-- What is needed --
Filter the records below down to lines containing "windshield".

-- Records supplied --

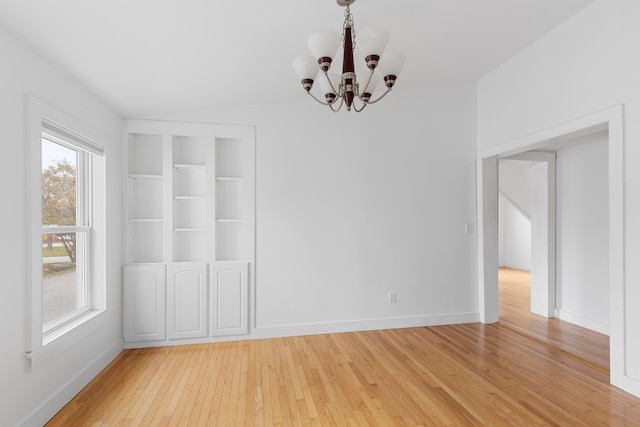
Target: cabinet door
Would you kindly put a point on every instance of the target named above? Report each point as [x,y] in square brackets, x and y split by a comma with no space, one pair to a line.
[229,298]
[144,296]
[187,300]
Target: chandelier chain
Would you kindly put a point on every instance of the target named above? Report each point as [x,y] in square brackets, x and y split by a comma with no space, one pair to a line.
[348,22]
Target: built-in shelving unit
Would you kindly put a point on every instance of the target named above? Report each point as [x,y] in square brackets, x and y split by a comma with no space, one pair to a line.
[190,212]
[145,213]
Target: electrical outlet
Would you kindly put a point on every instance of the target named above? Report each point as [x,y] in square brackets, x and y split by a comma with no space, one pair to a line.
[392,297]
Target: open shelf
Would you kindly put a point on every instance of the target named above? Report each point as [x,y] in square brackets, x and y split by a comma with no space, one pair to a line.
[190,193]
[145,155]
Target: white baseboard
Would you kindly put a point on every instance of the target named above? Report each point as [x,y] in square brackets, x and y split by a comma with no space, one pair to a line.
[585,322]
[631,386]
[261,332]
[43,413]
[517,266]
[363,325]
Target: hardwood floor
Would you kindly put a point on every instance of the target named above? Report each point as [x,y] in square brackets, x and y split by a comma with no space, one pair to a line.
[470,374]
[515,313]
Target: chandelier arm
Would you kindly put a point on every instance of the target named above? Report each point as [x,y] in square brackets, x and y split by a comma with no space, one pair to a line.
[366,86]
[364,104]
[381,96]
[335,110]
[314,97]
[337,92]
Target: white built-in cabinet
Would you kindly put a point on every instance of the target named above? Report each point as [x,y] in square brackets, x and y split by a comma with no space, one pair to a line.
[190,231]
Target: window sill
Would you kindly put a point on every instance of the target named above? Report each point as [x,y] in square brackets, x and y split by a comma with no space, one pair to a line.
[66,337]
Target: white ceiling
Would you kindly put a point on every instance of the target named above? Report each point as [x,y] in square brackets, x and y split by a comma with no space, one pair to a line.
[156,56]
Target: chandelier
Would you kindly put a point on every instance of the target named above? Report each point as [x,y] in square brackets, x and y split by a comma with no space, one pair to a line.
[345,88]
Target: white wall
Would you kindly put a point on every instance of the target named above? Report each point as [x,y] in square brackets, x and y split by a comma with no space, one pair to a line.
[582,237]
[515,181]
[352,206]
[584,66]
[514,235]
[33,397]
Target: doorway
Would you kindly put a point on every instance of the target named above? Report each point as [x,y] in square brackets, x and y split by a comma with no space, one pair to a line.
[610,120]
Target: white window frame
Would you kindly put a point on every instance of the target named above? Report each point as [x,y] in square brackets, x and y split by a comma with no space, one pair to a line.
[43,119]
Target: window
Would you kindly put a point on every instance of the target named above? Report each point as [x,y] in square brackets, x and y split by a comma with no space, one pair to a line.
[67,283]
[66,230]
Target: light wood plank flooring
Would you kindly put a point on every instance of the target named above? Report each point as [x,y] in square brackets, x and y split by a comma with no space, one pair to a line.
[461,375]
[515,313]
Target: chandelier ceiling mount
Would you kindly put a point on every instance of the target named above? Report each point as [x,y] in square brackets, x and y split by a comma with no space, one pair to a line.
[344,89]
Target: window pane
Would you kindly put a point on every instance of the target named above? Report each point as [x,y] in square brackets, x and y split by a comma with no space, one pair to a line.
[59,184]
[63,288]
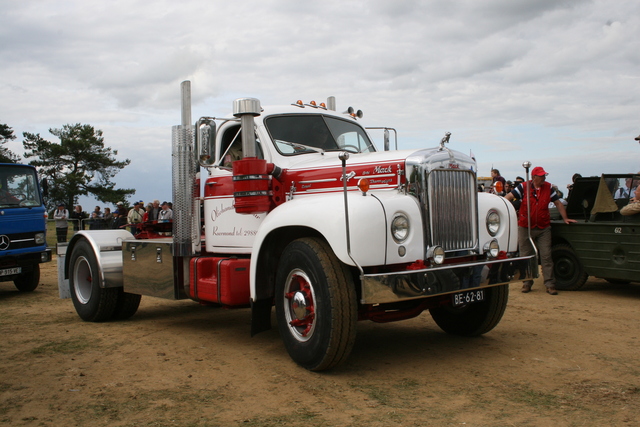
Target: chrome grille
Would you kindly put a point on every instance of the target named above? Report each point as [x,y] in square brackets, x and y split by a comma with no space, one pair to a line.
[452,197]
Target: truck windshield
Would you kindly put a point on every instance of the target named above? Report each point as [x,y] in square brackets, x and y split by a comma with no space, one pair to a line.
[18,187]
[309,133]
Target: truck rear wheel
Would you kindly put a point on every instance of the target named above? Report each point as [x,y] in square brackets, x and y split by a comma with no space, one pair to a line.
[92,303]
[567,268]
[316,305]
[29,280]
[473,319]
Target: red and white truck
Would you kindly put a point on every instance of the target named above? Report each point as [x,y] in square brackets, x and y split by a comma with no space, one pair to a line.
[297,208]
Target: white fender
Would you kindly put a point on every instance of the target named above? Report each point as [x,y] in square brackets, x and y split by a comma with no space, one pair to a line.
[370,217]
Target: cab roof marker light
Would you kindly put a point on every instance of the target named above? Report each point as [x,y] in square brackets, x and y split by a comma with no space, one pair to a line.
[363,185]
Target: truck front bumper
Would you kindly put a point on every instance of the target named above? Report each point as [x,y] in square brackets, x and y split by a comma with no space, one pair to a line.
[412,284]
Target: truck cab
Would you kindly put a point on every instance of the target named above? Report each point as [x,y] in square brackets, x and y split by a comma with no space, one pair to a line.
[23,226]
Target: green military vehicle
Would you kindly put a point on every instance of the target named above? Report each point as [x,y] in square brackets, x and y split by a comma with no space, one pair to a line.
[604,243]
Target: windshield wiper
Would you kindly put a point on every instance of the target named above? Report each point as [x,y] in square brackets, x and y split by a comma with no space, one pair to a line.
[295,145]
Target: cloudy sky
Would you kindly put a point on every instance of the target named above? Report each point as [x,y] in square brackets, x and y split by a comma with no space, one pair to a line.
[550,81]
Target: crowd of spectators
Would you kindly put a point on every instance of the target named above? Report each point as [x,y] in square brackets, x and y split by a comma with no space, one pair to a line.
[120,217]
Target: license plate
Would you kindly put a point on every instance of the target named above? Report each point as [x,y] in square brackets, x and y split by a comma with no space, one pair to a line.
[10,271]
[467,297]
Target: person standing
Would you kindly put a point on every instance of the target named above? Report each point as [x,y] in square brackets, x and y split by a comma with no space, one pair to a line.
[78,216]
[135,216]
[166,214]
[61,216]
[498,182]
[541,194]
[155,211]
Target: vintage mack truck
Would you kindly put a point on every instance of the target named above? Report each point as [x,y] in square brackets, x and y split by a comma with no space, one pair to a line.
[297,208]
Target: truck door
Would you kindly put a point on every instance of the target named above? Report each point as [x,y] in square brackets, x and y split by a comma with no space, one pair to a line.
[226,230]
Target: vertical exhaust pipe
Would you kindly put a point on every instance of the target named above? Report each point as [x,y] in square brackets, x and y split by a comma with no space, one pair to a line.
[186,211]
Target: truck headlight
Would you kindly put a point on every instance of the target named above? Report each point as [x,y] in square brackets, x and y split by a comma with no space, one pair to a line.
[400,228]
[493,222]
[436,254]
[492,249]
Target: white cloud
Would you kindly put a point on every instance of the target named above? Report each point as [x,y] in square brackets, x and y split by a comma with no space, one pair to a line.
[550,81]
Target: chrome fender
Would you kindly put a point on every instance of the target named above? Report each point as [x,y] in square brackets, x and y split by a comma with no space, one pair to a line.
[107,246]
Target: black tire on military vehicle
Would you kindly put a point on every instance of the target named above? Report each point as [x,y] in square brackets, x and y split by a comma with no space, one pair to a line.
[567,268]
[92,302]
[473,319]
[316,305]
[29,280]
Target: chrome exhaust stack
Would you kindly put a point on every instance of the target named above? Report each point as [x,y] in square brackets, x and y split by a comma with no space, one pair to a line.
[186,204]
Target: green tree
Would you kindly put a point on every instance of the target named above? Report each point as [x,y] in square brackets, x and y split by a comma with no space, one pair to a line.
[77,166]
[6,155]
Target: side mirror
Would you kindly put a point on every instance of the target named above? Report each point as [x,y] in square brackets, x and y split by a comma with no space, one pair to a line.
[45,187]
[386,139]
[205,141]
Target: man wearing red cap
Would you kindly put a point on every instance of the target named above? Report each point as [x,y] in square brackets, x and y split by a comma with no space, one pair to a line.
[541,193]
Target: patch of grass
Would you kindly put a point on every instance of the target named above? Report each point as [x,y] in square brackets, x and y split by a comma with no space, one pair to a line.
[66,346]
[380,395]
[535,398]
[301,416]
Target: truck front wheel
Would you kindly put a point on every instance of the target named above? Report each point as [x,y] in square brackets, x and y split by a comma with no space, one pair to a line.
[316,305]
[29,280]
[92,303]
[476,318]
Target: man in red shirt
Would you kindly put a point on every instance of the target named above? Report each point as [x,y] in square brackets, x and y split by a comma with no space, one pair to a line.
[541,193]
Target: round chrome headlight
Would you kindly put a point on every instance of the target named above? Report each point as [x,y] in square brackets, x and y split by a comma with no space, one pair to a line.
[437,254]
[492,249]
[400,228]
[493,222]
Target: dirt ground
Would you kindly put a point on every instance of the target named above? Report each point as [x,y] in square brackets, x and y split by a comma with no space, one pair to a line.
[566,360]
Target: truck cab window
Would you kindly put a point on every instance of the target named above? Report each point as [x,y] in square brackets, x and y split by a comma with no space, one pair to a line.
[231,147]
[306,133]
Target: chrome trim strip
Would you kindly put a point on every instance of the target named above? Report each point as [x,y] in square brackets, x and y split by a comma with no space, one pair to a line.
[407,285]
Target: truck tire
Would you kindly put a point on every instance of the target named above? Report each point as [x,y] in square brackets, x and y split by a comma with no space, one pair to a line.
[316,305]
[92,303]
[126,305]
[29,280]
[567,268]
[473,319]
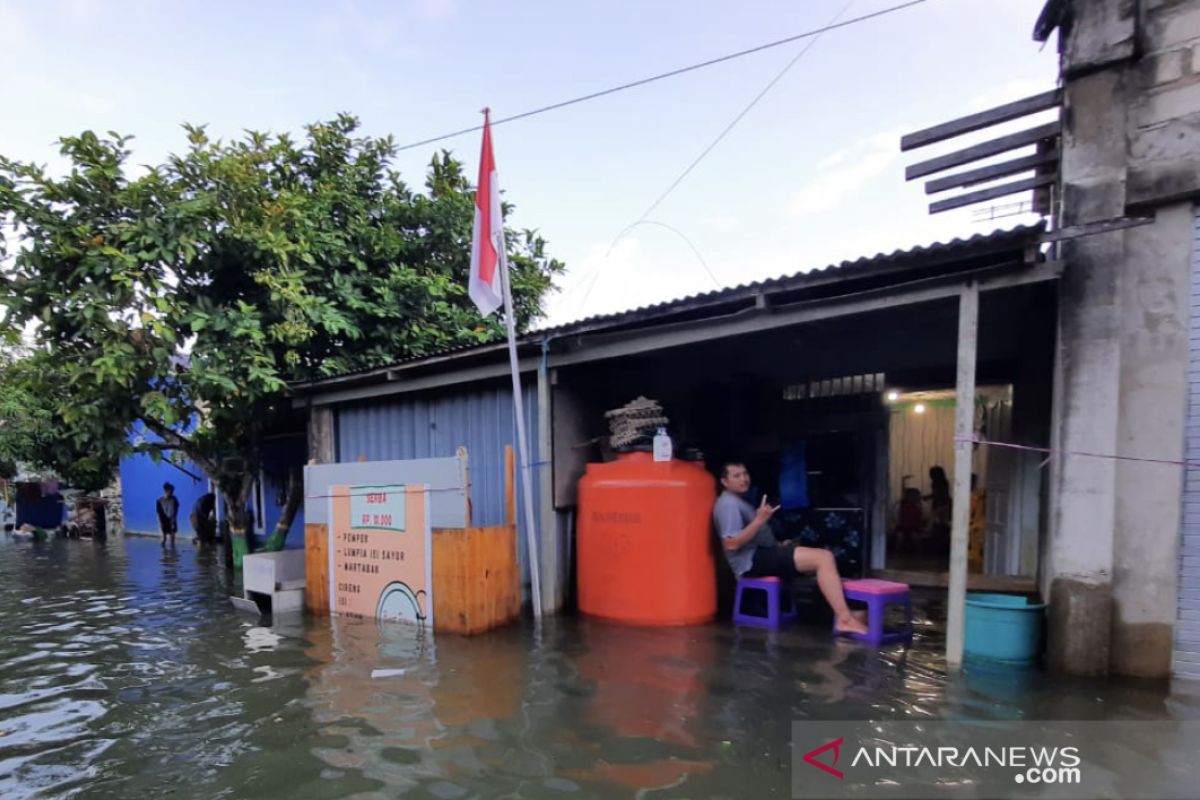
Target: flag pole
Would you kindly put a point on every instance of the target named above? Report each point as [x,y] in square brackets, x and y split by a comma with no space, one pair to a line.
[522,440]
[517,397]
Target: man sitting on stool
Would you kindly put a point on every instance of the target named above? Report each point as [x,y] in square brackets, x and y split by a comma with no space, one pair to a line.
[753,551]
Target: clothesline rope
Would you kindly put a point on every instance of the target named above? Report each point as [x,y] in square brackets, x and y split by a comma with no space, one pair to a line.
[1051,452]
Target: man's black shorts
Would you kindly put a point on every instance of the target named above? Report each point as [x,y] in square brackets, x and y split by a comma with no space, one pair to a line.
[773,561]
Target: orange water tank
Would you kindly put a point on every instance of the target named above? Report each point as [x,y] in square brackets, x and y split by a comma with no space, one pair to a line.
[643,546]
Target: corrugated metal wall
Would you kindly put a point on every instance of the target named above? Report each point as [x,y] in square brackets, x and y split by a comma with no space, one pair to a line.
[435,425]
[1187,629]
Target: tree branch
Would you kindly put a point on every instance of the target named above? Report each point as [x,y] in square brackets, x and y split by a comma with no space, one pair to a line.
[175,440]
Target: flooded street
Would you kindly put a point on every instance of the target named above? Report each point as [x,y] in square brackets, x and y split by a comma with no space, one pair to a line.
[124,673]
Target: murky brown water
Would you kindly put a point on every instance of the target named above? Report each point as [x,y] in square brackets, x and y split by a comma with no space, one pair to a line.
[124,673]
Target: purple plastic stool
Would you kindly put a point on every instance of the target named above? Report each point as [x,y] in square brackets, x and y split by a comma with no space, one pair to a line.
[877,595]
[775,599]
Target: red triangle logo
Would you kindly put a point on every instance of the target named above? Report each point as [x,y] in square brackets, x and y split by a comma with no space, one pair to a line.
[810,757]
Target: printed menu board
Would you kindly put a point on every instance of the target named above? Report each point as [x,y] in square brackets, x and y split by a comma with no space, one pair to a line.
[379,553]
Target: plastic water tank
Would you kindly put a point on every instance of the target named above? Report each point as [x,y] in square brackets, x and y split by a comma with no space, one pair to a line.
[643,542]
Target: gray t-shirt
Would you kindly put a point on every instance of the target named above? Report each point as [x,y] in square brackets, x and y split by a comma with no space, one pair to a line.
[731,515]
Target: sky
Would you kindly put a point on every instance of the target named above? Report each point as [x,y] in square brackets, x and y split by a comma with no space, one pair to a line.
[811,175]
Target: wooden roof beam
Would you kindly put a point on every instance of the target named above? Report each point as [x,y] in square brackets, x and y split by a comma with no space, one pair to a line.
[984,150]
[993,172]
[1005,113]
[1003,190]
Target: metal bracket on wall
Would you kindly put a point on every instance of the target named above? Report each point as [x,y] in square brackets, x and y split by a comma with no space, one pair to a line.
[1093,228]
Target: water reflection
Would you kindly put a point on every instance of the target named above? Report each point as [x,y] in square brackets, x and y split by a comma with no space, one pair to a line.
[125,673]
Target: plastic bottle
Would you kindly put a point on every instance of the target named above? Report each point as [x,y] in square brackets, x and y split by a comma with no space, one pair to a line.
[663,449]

-- Solution --
Target: truck windshield
Target: windshield wiper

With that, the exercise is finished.